Segment Start: DATA SHOWN

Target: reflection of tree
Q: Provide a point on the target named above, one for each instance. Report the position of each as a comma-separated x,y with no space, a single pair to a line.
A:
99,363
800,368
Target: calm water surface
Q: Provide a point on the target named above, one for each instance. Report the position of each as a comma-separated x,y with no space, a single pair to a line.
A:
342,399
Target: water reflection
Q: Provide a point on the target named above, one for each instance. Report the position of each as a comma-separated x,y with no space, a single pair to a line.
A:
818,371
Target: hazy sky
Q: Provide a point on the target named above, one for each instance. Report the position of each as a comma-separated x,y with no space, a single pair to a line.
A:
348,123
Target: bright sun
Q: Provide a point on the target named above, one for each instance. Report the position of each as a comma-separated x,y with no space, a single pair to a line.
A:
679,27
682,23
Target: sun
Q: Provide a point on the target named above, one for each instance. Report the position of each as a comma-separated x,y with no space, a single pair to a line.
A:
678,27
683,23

Segment End: DATA SHOWN

- WHAT YOU HAVE TO DO -
Set down the lines of the records exactly, from the first one through the line containing "Target: calm water surface", and add nothing else.

- EXPECTED OUTPUT -
Target: reflection of tree
Q: Provide a point on the target named above, one for each instance. Report the position of each as a comma-separated x,y with no space, a single pair to a line.
A:
99,363
800,368
Target: calm water surface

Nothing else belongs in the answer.